_TASK INPUTS_:
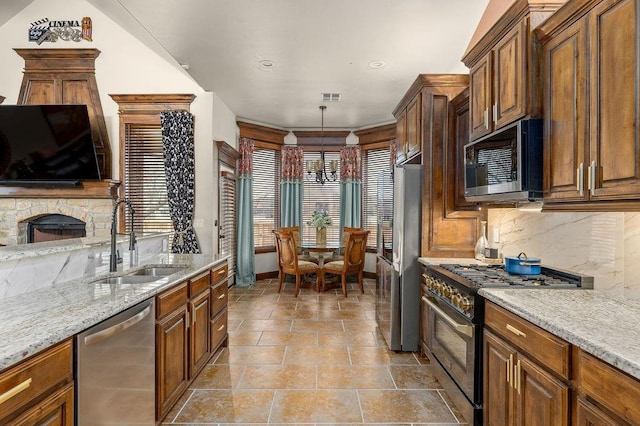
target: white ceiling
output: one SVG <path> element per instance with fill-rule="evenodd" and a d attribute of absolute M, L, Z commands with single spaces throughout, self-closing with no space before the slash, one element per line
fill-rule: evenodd
<path fill-rule="evenodd" d="M 357 129 L 391 112 L 421 73 L 460 62 L 488 0 L 88 0 L 188 66 L 238 119 L 287 129 Z M 0 2 L 0 24 L 31 0 Z M 21 5 L 19 7 L 18 5 Z M 17 10 L 16 10 L 17 9 Z M 11 16 L 9 15 L 9 16 Z M 259 61 L 273 61 L 270 70 Z M 381 69 L 368 66 L 383 61 Z"/>

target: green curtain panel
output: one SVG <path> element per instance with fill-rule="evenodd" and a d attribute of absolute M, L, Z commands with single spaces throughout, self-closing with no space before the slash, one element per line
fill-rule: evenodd
<path fill-rule="evenodd" d="M 238 251 L 236 285 L 248 287 L 256 282 L 256 256 L 253 242 L 253 141 L 240 138 L 237 187 Z"/>
<path fill-rule="evenodd" d="M 362 151 L 359 146 L 347 146 L 340 150 L 340 235 L 345 226 L 360 228 L 361 224 Z"/>
<path fill-rule="evenodd" d="M 280 226 L 301 226 L 304 151 L 299 146 L 285 146 L 280 155 Z"/>

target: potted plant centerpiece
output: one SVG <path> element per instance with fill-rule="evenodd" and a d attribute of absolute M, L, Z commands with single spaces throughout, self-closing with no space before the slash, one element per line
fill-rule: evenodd
<path fill-rule="evenodd" d="M 326 247 L 327 226 L 333 225 L 329 212 L 326 210 L 314 210 L 311 215 L 311 220 L 307 222 L 307 225 L 311 225 L 316 228 L 316 245 L 318 247 Z"/>

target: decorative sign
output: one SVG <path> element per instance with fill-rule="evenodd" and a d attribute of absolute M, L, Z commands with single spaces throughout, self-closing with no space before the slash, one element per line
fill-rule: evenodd
<path fill-rule="evenodd" d="M 85 16 L 81 21 L 71 19 L 67 21 L 50 21 L 49 18 L 39 19 L 29 26 L 29 41 L 42 44 L 42 42 L 56 42 L 81 40 L 93 41 L 91 38 L 91 18 Z"/>

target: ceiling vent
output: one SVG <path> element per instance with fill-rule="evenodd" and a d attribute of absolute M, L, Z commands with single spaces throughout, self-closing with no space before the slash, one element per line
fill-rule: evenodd
<path fill-rule="evenodd" d="M 322 102 L 340 102 L 342 100 L 342 93 L 323 93 Z"/>

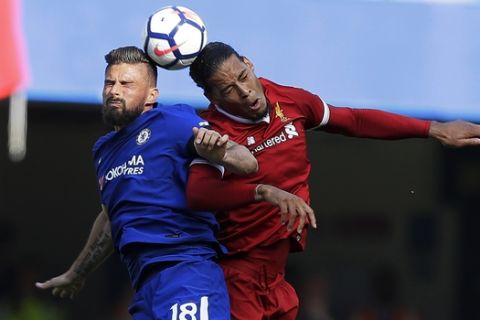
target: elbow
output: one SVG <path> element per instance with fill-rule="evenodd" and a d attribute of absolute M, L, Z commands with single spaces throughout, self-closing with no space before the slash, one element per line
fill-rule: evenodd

_EXERCISE_:
Skip all pictures. Copy exactly the lines from the one containing "target: potted plant centerpiece" through the end of the records, both ends included.

_PROBLEM SOLUTION_:
target: potted plant centerpiece
output: one SVG <path> element per instance with fill-rule="evenodd" and a d attribute of absolute M, L, Z commands with single spaces throughout, self-closing with no space before the slash, one element per line
fill-rule: evenodd
<path fill-rule="evenodd" d="M 326 247 L 327 226 L 333 225 L 329 212 L 326 210 L 314 210 L 311 215 L 311 220 L 307 222 L 307 225 L 311 225 L 316 228 L 316 245 L 318 247 Z"/>

target: decorative sign
output: one SVG <path> element per instance with fill-rule="evenodd" and a d attribute of absolute M, L, Z commands with single spaces throughout, self-closing with no space before the slash, one element per line
fill-rule: evenodd
<path fill-rule="evenodd" d="M 85 16 L 81 21 L 71 19 L 67 21 L 50 21 L 49 18 L 39 19 L 29 26 L 29 41 L 42 44 L 42 42 L 56 42 L 81 40 L 93 41 L 91 38 L 91 18 Z"/>

target: ceiling vent
output: one SVG <path> element per instance with fill-rule="evenodd" and a d attribute of absolute M, L, Z commands with single spaces throughout, self-closing with no space before the slash, one element per line
fill-rule: evenodd
<path fill-rule="evenodd" d="M 322 102 L 340 102 L 342 100 L 342 93 L 323 93 Z"/>

target: elbow
output: one SVG <path> element per instance with fill-rule="evenodd" and a d attribute of absolute M, L, Z commands with single spaces throughout, self-closing with no space before the slash, one element per line
fill-rule: evenodd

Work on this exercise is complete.